Copy word for word, please, the lines of the entries below running from the one containing "indicate the player's outstretched" to the one containing "indicate the blue sleeve, one", both ends included.

## INPUT MATERIAL
================================
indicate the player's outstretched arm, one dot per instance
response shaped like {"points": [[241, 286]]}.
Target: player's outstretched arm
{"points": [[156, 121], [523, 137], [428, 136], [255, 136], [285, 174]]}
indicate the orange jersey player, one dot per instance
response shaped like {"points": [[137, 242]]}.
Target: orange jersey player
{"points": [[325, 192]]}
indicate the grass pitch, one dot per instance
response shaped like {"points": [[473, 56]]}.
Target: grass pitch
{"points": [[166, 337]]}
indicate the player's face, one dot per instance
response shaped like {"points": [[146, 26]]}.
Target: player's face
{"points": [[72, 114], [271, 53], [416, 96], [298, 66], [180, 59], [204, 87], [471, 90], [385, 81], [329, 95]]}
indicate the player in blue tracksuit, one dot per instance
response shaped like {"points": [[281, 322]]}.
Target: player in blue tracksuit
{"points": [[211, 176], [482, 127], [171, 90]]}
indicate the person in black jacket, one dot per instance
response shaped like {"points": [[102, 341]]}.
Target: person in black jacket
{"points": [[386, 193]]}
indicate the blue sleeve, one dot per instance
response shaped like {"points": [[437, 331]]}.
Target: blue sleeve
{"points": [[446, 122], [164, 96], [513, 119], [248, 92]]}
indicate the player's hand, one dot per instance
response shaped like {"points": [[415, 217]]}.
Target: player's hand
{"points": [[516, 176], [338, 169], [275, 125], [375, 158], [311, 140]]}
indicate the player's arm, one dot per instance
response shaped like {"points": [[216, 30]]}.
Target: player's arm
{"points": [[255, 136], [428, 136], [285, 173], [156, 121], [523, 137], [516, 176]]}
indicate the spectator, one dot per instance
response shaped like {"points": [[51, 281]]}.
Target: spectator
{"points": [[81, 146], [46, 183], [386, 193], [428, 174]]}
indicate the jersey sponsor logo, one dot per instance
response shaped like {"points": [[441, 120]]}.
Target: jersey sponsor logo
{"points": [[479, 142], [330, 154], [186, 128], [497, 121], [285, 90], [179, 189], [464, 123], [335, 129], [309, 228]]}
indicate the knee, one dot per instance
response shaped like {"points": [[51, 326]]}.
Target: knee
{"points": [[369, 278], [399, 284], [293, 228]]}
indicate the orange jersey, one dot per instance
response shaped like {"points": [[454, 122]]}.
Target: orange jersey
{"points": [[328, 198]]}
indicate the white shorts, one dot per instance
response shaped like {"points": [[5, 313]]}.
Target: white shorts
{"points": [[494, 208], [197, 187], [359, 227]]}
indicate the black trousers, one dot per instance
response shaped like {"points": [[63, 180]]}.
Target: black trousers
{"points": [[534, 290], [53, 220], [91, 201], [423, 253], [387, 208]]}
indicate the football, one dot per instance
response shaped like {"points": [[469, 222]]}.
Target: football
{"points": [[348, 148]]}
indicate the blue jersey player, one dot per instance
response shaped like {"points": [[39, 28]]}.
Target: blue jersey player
================================
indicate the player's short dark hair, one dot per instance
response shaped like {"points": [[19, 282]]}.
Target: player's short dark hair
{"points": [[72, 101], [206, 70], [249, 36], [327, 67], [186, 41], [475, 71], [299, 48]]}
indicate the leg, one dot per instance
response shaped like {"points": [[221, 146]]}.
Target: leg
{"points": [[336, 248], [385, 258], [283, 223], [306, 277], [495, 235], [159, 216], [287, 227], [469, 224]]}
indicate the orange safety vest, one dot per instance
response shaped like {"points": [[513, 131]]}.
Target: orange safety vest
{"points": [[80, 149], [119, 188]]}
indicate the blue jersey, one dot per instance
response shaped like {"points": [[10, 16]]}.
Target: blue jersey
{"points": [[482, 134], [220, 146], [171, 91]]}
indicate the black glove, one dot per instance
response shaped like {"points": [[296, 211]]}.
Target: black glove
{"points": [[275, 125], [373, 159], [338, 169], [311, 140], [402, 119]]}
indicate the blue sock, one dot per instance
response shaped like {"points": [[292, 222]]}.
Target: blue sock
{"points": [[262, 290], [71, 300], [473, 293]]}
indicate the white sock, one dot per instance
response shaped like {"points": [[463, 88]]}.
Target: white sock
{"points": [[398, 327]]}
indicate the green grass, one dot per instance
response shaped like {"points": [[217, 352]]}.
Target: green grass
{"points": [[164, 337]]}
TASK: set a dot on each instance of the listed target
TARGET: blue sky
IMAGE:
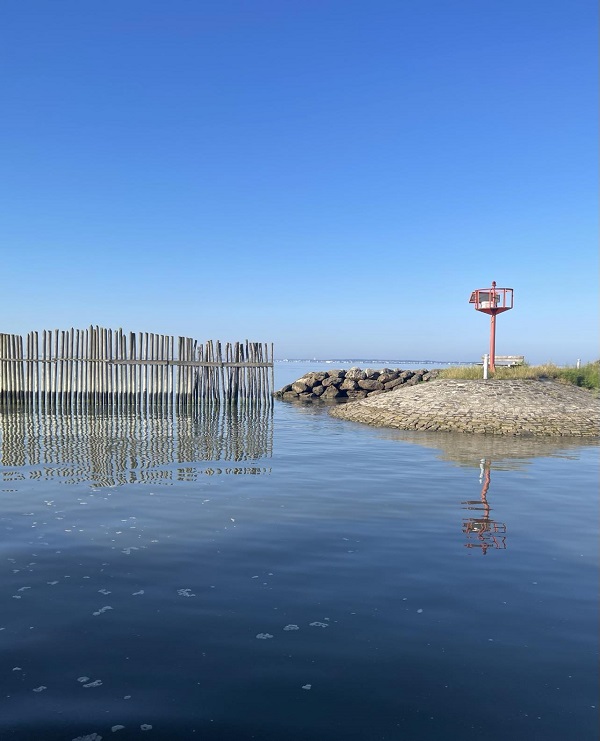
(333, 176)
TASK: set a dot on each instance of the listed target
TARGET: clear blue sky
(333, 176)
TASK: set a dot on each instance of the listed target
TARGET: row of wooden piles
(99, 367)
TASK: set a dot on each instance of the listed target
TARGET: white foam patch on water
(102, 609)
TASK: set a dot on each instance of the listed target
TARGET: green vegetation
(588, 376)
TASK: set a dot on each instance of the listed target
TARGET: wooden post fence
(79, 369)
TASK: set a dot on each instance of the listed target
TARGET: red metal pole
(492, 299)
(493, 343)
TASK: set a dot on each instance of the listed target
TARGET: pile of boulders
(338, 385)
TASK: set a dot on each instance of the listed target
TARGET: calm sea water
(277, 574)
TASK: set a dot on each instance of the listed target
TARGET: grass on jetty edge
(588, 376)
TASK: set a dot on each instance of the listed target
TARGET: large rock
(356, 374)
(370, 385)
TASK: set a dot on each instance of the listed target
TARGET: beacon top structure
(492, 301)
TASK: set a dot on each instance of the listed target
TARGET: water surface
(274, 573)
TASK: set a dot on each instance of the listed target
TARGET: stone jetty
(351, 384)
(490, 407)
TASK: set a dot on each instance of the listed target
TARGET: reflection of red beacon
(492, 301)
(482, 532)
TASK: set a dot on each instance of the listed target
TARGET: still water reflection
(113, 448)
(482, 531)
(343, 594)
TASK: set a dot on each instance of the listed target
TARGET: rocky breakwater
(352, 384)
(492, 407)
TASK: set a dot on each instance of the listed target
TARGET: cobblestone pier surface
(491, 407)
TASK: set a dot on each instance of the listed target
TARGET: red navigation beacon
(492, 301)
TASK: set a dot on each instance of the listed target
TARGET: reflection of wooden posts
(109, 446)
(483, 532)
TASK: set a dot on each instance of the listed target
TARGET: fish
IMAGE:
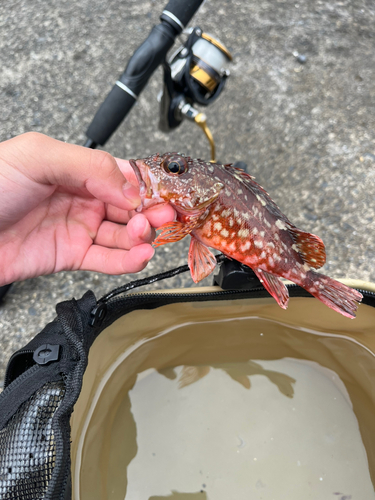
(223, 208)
================================
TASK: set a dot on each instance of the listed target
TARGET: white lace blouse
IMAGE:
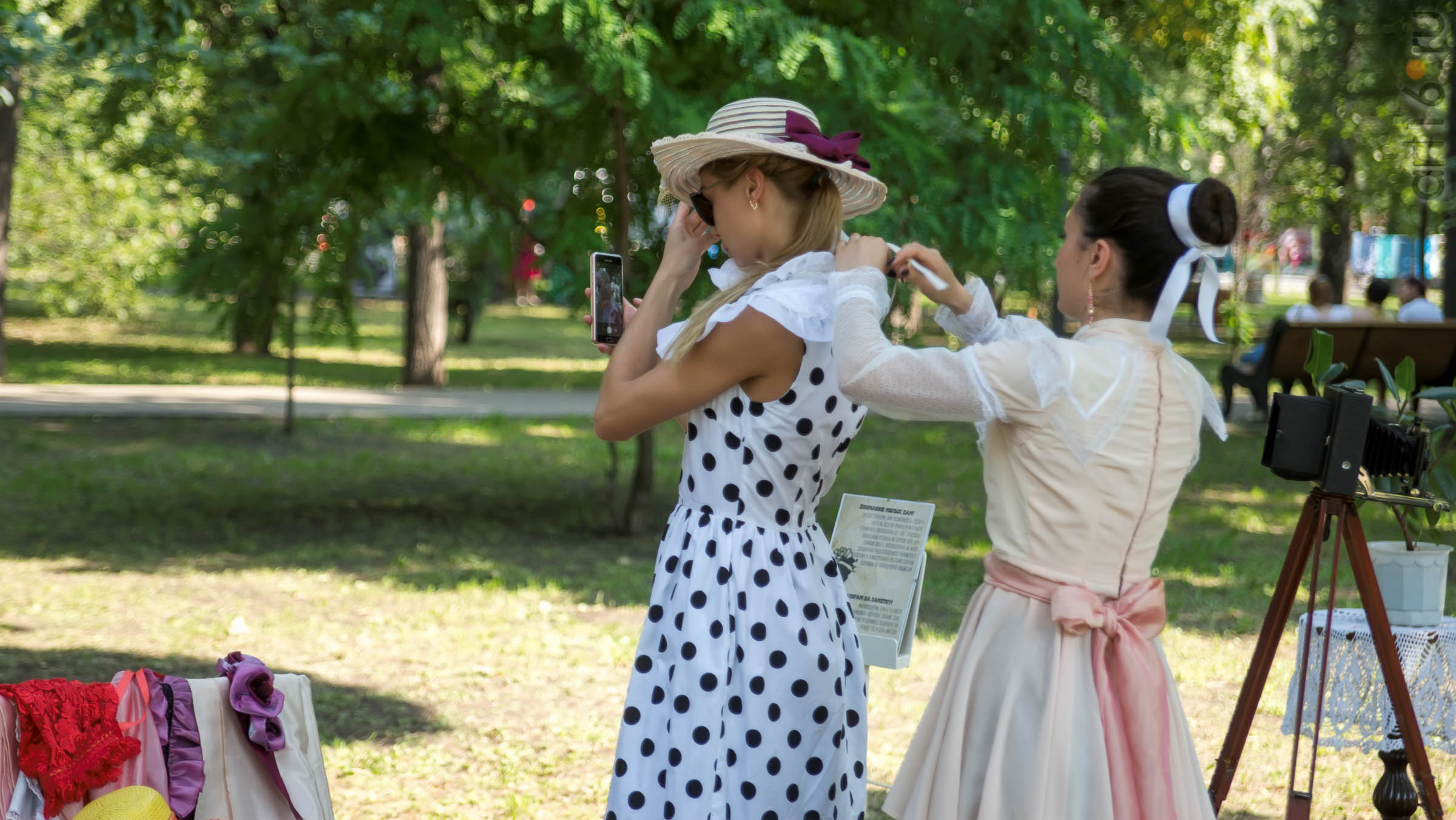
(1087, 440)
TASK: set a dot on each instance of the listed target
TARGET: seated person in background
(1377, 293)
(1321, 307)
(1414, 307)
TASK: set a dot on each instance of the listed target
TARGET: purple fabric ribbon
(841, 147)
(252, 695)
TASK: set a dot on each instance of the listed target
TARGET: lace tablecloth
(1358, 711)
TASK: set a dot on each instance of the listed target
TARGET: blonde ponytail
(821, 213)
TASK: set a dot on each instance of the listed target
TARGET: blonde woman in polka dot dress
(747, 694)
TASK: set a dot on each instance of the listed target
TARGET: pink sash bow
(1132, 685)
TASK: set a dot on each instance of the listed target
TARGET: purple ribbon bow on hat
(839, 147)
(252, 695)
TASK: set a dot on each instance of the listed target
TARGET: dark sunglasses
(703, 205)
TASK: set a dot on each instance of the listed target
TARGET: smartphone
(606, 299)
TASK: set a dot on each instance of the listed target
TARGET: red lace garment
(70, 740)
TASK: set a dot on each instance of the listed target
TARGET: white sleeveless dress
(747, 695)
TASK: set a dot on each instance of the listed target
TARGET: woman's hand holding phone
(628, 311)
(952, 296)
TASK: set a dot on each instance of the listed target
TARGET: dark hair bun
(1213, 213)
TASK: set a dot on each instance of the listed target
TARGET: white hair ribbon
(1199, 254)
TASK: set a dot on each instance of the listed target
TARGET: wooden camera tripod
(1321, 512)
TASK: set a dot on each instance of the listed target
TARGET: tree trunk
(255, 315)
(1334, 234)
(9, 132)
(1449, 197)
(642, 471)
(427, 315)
================================
## TASK ANSWER
indicate the player's outstretched arm, one dot per instance
response shaped like {"points": [[241, 286]]}.
Target: player's outstretched arm
{"points": [[156, 121], [523, 137], [428, 136], [255, 136], [285, 174]]}
indicate the orange jersey player, one dot per instance
response shaped like {"points": [[137, 242]]}.
Target: orange jersey player
{"points": [[325, 192]]}
indicate the grass pitch, one dot per instance
response shaped like {"points": [[473, 56]]}.
Target: grass pitch
{"points": [[166, 337]]}
indicate the player's face, one dot per instance
response shaped like {"points": [[146, 26]]}.
Target: player's face
{"points": [[72, 114], [271, 53], [416, 96], [298, 66], [180, 59], [204, 87], [471, 90], [385, 81], [329, 95]]}
indicate the player in blue tracksuit, one dot per instance
response shaped like {"points": [[281, 322]]}.
Target: player in blue tracksuit
{"points": [[211, 176], [482, 127], [171, 90]]}
indicate the person in black jacket, one dot per instance
response shaped like {"points": [[102, 341]]}.
Target: person in black jacket
{"points": [[386, 193]]}
indicate the blue sleeve, one dot per instance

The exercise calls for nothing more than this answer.